(What you should do) Please copy, exactly as they appear below, the lines from the one containing "In this exercise you will locate the black dress" through the one containing "In this exercise you will locate the plate of walnut".

Referring expression pointing data
[Start of section]

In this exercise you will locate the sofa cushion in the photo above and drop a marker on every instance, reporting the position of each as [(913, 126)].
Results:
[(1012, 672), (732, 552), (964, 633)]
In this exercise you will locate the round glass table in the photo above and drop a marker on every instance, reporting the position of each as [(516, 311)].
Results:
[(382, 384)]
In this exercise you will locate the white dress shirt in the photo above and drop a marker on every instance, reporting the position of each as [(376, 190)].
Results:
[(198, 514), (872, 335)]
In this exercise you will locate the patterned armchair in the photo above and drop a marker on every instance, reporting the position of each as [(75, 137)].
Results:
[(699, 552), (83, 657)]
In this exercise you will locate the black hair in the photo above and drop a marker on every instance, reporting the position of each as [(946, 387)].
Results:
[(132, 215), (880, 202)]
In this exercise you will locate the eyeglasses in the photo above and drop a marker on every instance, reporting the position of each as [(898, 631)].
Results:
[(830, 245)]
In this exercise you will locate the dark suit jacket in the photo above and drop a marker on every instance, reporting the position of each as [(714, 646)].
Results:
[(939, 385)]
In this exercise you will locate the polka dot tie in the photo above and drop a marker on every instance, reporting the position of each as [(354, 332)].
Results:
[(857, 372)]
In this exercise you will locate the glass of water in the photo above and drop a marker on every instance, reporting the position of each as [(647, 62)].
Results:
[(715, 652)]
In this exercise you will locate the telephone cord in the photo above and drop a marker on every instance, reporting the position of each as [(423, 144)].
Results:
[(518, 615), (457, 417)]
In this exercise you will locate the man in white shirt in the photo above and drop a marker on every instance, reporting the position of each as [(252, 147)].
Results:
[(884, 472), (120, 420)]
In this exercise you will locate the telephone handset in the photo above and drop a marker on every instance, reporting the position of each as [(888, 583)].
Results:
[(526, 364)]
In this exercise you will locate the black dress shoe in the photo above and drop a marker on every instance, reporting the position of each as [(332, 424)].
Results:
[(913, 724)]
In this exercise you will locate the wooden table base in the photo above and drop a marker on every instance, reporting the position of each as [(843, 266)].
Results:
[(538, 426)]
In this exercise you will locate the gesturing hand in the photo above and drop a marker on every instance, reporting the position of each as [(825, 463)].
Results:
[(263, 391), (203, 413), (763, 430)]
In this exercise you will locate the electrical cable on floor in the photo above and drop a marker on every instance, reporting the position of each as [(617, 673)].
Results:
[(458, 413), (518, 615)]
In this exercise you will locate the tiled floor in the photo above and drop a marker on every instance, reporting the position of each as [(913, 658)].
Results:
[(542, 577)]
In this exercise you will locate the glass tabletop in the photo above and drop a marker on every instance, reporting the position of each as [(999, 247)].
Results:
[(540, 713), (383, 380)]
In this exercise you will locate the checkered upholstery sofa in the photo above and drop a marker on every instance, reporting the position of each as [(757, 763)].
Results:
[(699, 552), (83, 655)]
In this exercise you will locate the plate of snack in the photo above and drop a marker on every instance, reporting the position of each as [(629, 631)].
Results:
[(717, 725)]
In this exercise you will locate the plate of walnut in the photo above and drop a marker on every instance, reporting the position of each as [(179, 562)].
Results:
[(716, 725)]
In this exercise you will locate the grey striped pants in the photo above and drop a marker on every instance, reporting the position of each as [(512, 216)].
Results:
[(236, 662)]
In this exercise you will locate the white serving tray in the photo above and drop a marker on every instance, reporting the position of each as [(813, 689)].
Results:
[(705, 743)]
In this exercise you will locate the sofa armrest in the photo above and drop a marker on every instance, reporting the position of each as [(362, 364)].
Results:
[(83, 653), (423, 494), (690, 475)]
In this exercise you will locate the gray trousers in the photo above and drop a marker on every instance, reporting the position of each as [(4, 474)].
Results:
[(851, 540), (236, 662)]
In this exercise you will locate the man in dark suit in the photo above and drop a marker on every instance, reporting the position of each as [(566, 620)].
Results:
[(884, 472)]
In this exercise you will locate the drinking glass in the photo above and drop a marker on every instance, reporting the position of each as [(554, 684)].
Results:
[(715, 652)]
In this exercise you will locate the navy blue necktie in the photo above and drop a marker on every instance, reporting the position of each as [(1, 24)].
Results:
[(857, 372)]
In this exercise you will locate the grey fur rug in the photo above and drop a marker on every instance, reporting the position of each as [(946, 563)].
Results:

[End of section]

(Task result)
In this exercise you will locate the black dress shoe in the photo above and drop a marker on every instance, reporting the position of each as [(332, 424)].
Results:
[(913, 724)]
In this exercise you will locate the wooden table base in the photo above and drop a marker on every instance, reporting the position of each as [(843, 266)].
Results:
[(538, 426)]
In this exercise you will locate the gesturing hand in the photo above and drop a marker on every instance, reporting the position of each as [(825, 463)].
Results:
[(263, 391), (203, 413), (763, 430)]
In this exercise you will locate the electrical cable on floor in the photo above and drop a marker on every instance, reporting the position of each as [(617, 673)].
Results:
[(458, 413), (518, 615)]
In this exercise you will locate the tiled floor in the photo above and drop a marker on every instance, reporting the position of each as [(913, 658)].
Results:
[(542, 577)]
In this exercise you will locate the glass tabletop in the photo above and drop a marker on every instance, reporting the position of each as [(999, 247)].
Results:
[(540, 713), (383, 380)]
In this exercise you will locate the checkered upholstery sofa in the photo above and drop a marker on every instance, reporting the position of each as [(757, 763)].
Results:
[(699, 552), (83, 655)]
In this exercise you will locate the plate of snack in the photo above and drop a marker on every instance, reporting the position of each as [(629, 631)].
Results:
[(717, 725)]
In this exercise you will locate the plate of walnut in the photo above and drop a marker on every instance, reporting the position of each as [(179, 562)].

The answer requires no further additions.